- Task directions
Return all the lines below exactly as written. Drop every picture.

(Dataset excerpts)

[Start of section]

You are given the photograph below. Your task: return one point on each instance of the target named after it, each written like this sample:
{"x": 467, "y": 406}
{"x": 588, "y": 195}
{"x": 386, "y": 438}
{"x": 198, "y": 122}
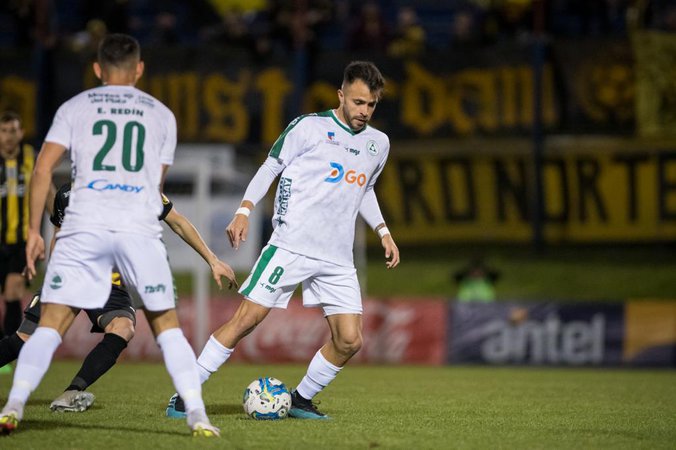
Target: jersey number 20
{"x": 127, "y": 145}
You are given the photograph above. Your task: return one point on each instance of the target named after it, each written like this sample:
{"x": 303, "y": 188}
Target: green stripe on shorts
{"x": 260, "y": 267}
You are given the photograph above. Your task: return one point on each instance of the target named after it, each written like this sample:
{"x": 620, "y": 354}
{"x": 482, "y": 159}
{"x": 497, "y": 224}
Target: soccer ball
{"x": 267, "y": 399}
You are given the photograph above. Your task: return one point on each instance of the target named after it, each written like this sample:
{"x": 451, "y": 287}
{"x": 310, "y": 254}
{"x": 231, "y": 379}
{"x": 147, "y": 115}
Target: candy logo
{"x": 104, "y": 185}
{"x": 351, "y": 176}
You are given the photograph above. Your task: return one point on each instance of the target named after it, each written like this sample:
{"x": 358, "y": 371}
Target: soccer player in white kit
{"x": 328, "y": 164}
{"x": 121, "y": 143}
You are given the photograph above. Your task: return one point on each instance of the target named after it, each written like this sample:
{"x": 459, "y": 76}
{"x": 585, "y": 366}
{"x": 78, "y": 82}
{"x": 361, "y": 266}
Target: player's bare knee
{"x": 121, "y": 326}
{"x": 348, "y": 345}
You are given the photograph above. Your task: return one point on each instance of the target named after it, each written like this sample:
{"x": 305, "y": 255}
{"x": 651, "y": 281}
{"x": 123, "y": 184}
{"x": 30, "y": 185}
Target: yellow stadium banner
{"x": 595, "y": 190}
{"x": 655, "y": 55}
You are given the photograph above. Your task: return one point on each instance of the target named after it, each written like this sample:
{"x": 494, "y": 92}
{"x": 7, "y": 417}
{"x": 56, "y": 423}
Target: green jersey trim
{"x": 260, "y": 267}
{"x": 343, "y": 126}
{"x": 276, "y": 149}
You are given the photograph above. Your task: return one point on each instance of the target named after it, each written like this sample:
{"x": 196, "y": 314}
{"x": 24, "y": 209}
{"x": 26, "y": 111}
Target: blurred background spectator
{"x": 400, "y": 27}
{"x": 408, "y": 39}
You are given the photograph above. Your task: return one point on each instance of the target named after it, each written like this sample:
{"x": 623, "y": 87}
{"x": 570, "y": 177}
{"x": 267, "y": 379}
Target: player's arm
{"x": 370, "y": 212}
{"x": 238, "y": 228}
{"x": 187, "y": 231}
{"x": 48, "y": 158}
{"x": 51, "y": 195}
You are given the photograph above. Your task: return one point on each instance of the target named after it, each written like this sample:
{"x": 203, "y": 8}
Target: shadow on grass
{"x": 46, "y": 425}
{"x": 224, "y": 410}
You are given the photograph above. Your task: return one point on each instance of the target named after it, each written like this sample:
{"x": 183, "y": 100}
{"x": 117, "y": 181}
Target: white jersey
{"x": 119, "y": 137}
{"x": 328, "y": 168}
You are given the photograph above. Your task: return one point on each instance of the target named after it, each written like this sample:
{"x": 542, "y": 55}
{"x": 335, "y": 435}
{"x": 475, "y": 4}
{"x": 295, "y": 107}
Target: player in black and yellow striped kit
{"x": 16, "y": 166}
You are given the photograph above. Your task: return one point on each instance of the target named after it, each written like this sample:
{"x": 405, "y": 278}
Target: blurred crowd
{"x": 399, "y": 27}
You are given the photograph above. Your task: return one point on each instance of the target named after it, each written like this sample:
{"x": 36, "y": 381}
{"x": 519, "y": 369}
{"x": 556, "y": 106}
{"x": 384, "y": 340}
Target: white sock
{"x": 319, "y": 374}
{"x": 33, "y": 362}
{"x": 182, "y": 367}
{"x": 213, "y": 356}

[End of section]

- Answer to this task
You are given the photograph below. Your task: return one point on each instance of the target named after it, each written like this sample:
{"x": 467, "y": 406}
{"x": 588, "y": 195}
{"x": 386, "y": 438}
{"x": 198, "y": 122}
Target: jersey number 20
{"x": 127, "y": 145}
You are given the photograph above. Your task: return one point on each instance of the target named after it, each written like this sample:
{"x": 303, "y": 188}
Target: green stripe on shorts
{"x": 260, "y": 267}
You are given the photograph above. Your task: return one point on each instance of the target named after it, each written like this sample:
{"x": 620, "y": 354}
{"x": 482, "y": 159}
{"x": 497, "y": 224}
Target: soccer ball
{"x": 267, "y": 399}
You are given the photograph above. Your task: return one point on each instance of the target named after it, each written like this sample:
{"x": 451, "y": 287}
{"x": 310, "y": 254}
{"x": 231, "y": 379}
{"x": 147, "y": 115}
Target: candy logo
{"x": 104, "y": 185}
{"x": 351, "y": 176}
You are given the photograph above. Your task: return one point on each instance of the target named after it, each written like this sample:
{"x": 358, "y": 371}
Target: soccer player in white kit
{"x": 328, "y": 164}
{"x": 121, "y": 143}
You are given the photograph above. Your task: return one point on each instance of the target named after it, each written like this sample:
{"x": 459, "y": 76}
{"x": 585, "y": 366}
{"x": 78, "y": 82}
{"x": 361, "y": 266}
Target: player's bare knee
{"x": 121, "y": 326}
{"x": 348, "y": 345}
You are given the photograph above. Your task: return one point on each instance of the target named after it, each written like this sample:
{"x": 305, "y": 255}
{"x": 651, "y": 281}
{"x": 123, "y": 184}
{"x": 30, "y": 185}
Target: yellow stadium banner
{"x": 595, "y": 190}
{"x": 655, "y": 55}
You are given the photograph above. Your task: return one point on each instance of the target named after it, each written like this sample:
{"x": 494, "y": 92}
{"x": 7, "y": 417}
{"x": 56, "y": 423}
Target: green jersey trim
{"x": 260, "y": 267}
{"x": 343, "y": 126}
{"x": 276, "y": 149}
You are given the photograph above. Your task: return one point on each instance of the target named after it, each written like this sample:
{"x": 196, "y": 314}
{"x": 24, "y": 209}
{"x": 26, "y": 111}
Target: blurred background spectator
{"x": 400, "y": 27}
{"x": 408, "y": 39}
You are given the photograph above. Your task: return one point on each instance of the target named after it, each written like this sample:
{"x": 623, "y": 87}
{"x": 570, "y": 177}
{"x": 267, "y": 379}
Target: player's arm
{"x": 370, "y": 212}
{"x": 238, "y": 228}
{"x": 187, "y": 231}
{"x": 48, "y": 158}
{"x": 51, "y": 195}
You are given the photograph above. Your task: return one point on each instance of the target named after it, each written like this sample:
{"x": 203, "y": 8}
Target: shadow on grass
{"x": 46, "y": 425}
{"x": 224, "y": 410}
You are given the photograph above. Your task: return one point on each instance of the target named after it, each written like this sample:
{"x": 183, "y": 100}
{"x": 117, "y": 181}
Target: white jersey
{"x": 119, "y": 137}
{"x": 328, "y": 168}
You are given the photograph above. Your task: return one point on each instance of the target named after it, each written like this sample:
{"x": 542, "y": 55}
{"x": 335, "y": 435}
{"x": 475, "y": 4}
{"x": 295, "y": 107}
Target: player in black and yellow striped kit
{"x": 16, "y": 166}
You are given the photograph above. Your task: return one point on each instance of the target named after it, each written like this sample:
{"x": 405, "y": 278}
Target: blurred crowd
{"x": 399, "y": 27}
You are given the photograph above. Your task: return one point on each instance of the target named after it, each written like this sample:
{"x": 36, "y": 381}
{"x": 519, "y": 369}
{"x": 556, "y": 106}
{"x": 384, "y": 340}
Target: white sock
{"x": 319, "y": 374}
{"x": 33, "y": 362}
{"x": 182, "y": 367}
{"x": 213, "y": 356}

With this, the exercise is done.